■ Natural-language object grounding data:
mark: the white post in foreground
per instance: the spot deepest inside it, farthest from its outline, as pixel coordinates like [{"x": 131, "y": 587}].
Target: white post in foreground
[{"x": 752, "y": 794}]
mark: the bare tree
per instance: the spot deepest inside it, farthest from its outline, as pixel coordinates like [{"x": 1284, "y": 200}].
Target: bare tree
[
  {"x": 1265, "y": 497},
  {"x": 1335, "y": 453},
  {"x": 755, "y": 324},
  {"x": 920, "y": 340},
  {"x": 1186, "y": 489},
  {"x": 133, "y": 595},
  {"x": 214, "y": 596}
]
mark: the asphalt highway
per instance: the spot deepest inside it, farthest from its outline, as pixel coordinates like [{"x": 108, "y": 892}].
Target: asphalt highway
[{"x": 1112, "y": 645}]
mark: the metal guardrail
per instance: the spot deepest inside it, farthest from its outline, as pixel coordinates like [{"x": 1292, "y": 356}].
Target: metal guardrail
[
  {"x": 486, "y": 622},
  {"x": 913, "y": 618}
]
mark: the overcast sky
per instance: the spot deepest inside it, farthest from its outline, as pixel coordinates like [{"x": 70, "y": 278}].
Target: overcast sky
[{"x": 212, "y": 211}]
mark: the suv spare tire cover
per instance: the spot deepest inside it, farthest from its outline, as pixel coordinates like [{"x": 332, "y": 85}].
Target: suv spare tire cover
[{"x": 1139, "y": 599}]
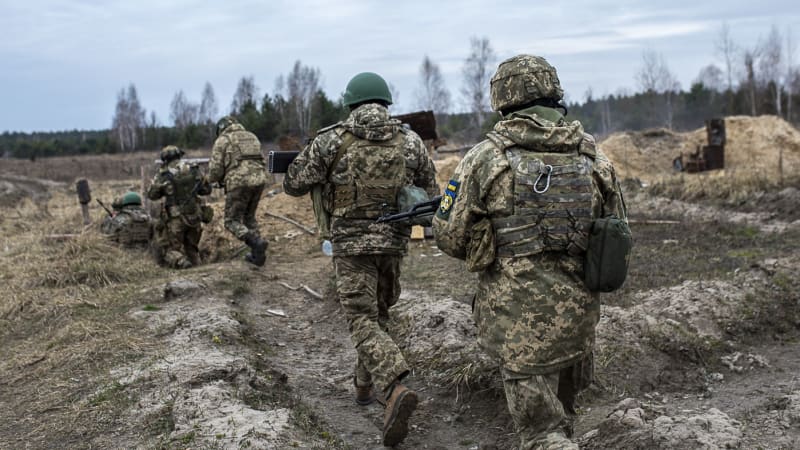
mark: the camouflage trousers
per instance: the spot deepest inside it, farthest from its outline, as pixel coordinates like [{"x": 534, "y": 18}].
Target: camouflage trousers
[
  {"x": 543, "y": 406},
  {"x": 367, "y": 286},
  {"x": 178, "y": 241},
  {"x": 240, "y": 210}
]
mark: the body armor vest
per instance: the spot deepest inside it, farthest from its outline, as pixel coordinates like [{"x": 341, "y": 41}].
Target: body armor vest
[
  {"x": 137, "y": 231},
  {"x": 375, "y": 174},
  {"x": 552, "y": 203},
  {"x": 183, "y": 178},
  {"x": 244, "y": 147}
]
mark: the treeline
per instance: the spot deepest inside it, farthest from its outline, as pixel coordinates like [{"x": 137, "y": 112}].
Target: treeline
[{"x": 753, "y": 80}]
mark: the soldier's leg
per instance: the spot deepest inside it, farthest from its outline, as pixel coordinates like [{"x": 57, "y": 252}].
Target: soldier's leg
[
  {"x": 236, "y": 204},
  {"x": 191, "y": 242},
  {"x": 254, "y": 197},
  {"x": 356, "y": 286},
  {"x": 537, "y": 412},
  {"x": 388, "y": 286},
  {"x": 174, "y": 255}
]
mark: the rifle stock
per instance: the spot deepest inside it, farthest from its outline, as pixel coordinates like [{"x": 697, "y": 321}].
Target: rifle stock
[
  {"x": 108, "y": 211},
  {"x": 419, "y": 210}
]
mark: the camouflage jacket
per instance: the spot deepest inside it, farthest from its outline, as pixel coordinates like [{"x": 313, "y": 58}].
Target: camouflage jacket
[
  {"x": 367, "y": 124},
  {"x": 130, "y": 226},
  {"x": 236, "y": 159},
  {"x": 533, "y": 312},
  {"x": 179, "y": 184}
]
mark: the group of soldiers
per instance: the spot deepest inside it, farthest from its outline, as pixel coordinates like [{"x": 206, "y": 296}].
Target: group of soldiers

■ YOUR TASK: Take every entry and repeat it verbatim, minus the pictures.

■ EXERCISE ANSWER:
mark: the white post in foreground
per instance: the spot deepest inside it, farthest from its outline, as pixel coordinates like [{"x": 131, "y": 587}].
Target: white post in foreground
[{"x": 752, "y": 794}]
mark: the bare tree
per instance: the spot deepest inside it, farthest from its outline, as pixel coordinates like [{"x": 1284, "y": 200}].
Target: bare tree
[
  {"x": 1265, "y": 497},
  {"x": 1335, "y": 453},
  {"x": 755, "y": 324},
  {"x": 920, "y": 340},
  {"x": 1186, "y": 489},
  {"x": 133, "y": 595},
  {"x": 214, "y": 596}
]
mark: the asphalt highway
per instance: the spot deepest inside it, farthest from its outline, as pixel coordinates like [{"x": 108, "y": 892}].
Target: asphalt highway
[{"x": 1112, "y": 645}]
mark: the metal guardrail
per instance: the spot deepest inside it, farthest from its outline, as pixel coordinates like [{"x": 1292, "y": 356}].
Target: metal guardrail
[
  {"x": 486, "y": 622},
  {"x": 913, "y": 618}
]
mark: the overcast sky
per instance: the spot deepest inside it, farthest from its outline, as pixel coordinates like [{"x": 70, "y": 278}].
Target: overcast sky
[{"x": 212, "y": 211}]
mark: the suv spare tire cover
per instance: the spot deepest inside it, farthest from its outline, as pixel coordinates like [{"x": 332, "y": 85}].
Target: suv spare tire cover
[{"x": 1139, "y": 599}]
mark: the camouflage trousers
per instance: the spot deepest inside it, farthest from its outline, as pixel coordinates like [{"x": 534, "y": 18}].
Target: camouflage trousers
[
  {"x": 543, "y": 406},
  {"x": 367, "y": 286},
  {"x": 178, "y": 241},
  {"x": 240, "y": 210}
]
mark: the body armor vest
per instance: the spot deepest inside it, farthest from its outline, as pixel coordinates like [{"x": 341, "y": 41}].
Target: body armor vest
[
  {"x": 137, "y": 231},
  {"x": 375, "y": 174},
  {"x": 552, "y": 203},
  {"x": 183, "y": 178},
  {"x": 244, "y": 147}
]
mark: the treeline
per instance: the spot deepest inside it, farthest from its outline, as pixel coordinates like [{"x": 137, "y": 112}].
Target: treeline
[{"x": 753, "y": 80}]
mark: the soldier's leg
per instance: the spot deepest inside it, farthest from its outline, as pixel coordinates like [{"x": 57, "y": 252}].
Target: soldier's leg
[
  {"x": 236, "y": 204},
  {"x": 191, "y": 242},
  {"x": 254, "y": 197},
  {"x": 356, "y": 286},
  {"x": 537, "y": 412},
  {"x": 388, "y": 286},
  {"x": 174, "y": 255}
]
mark: the rifle stock
per instance: the spot deepest inside it, farthest from its outline, as pixel coordinates like [{"x": 697, "y": 321}].
Target: rifle stock
[
  {"x": 108, "y": 211},
  {"x": 419, "y": 210}
]
mark: the camouflage jacket
per instance: the spot deepest inside it, farthest from its outline, as pixel coordinates like [{"x": 313, "y": 58}].
Target: camouflage jacket
[
  {"x": 367, "y": 124},
  {"x": 130, "y": 226},
  {"x": 236, "y": 159},
  {"x": 533, "y": 312},
  {"x": 179, "y": 184}
]
mark: the group of soldiers
per instance: the spot deepest inside it, farthest from its outline, as pixel coordinates like [{"x": 206, "y": 296}].
Target: group of soldiers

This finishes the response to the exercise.